- **TASK GOAL**:
Return every line of the data below that contains the word "crab".
>> BEGIN DATA PROVIDED
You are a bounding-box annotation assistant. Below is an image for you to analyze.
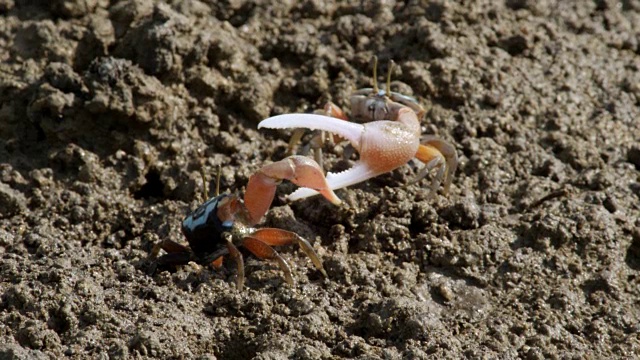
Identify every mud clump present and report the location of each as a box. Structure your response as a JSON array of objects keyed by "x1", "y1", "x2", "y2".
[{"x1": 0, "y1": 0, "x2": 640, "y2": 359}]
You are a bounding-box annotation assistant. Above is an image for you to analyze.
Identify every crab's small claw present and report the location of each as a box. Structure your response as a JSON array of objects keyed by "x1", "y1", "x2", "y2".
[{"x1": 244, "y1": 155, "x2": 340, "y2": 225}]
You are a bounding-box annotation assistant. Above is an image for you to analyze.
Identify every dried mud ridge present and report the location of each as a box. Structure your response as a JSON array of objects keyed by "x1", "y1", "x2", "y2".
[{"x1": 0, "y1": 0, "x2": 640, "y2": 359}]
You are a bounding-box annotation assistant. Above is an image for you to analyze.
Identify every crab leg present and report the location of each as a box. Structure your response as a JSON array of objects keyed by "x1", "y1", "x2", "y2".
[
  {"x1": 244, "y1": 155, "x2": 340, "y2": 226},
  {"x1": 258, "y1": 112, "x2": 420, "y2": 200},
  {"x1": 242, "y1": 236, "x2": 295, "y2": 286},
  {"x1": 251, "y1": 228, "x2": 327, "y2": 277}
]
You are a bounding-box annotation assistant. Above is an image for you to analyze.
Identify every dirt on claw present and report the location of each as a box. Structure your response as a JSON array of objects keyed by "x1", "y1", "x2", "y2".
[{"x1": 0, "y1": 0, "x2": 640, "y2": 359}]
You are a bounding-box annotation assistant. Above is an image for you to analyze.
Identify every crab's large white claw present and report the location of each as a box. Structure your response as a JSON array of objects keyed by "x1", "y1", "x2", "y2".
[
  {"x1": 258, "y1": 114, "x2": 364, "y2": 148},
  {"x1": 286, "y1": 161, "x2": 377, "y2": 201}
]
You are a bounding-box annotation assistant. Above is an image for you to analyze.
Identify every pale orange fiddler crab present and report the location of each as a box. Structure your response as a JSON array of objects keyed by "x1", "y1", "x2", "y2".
>> END DATA PROVIDED
- **RESULT**:
Identify every crab's small claw present and report the location of each as a box. Structure your response as a JSON array of objects keyed by "x1", "y1", "x2", "y2".
Identify every crab leg present and report the location of each as a box. Structure your response as a JSON array of objects keyed by "x1", "y1", "x2", "y2".
Identify every crab's large white claw present and report the location of each as a box. Structure your response as a JSON array of objects keyed by "x1", "y1", "x2", "y2".
Identify every pale orange fiddler crab present and report the location of each as a box. Structure your response as a JSON array of objects keyed by "x1", "y1", "x2", "y2".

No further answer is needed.